Each entry below is to be reproduced exactly, though any pictures it holds must be omitted.

Image-grounded pointing data
__________________________________________________
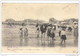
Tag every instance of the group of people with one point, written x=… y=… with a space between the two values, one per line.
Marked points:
x=49 y=30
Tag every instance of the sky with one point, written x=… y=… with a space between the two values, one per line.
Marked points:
x=38 y=11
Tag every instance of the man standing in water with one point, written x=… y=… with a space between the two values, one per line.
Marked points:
x=23 y=35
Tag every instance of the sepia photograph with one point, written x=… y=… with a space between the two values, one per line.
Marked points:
x=40 y=27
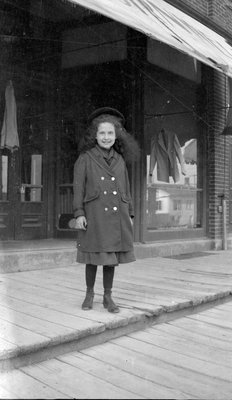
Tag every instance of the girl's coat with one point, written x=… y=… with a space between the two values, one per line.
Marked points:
x=102 y=195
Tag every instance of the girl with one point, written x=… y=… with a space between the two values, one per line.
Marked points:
x=102 y=201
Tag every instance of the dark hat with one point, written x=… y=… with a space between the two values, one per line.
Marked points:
__________________________________________________
Solution to this problem —
Tag every instance of the group of people with one point, written x=… y=… with a space between the two values, one per line.
Marked points:
x=49 y=30
Tag every instance of the sky with one point, written x=… y=… with a space between the two values, one per line.
Marked points:
x=38 y=11
Tag every instance of the man standing in water with one point, written x=… y=… with a space between the two values, one per line.
Marked points:
x=23 y=35
Tag every instance of the sepia photograph with one point, written x=… y=… with a space between the two values, one per line.
Marked points:
x=40 y=27
Tag every instance of the girl's coat with one point, written x=… y=… with a space between the two values, one per line.
Marked points:
x=102 y=195
Tag every instance of the girl with one point, written x=… y=… with a space between the two values, one per line.
Marked points:
x=102 y=201
Tag every instance of the dark hat with one point, written x=… y=… with a space between the two values, one per line.
Marked points:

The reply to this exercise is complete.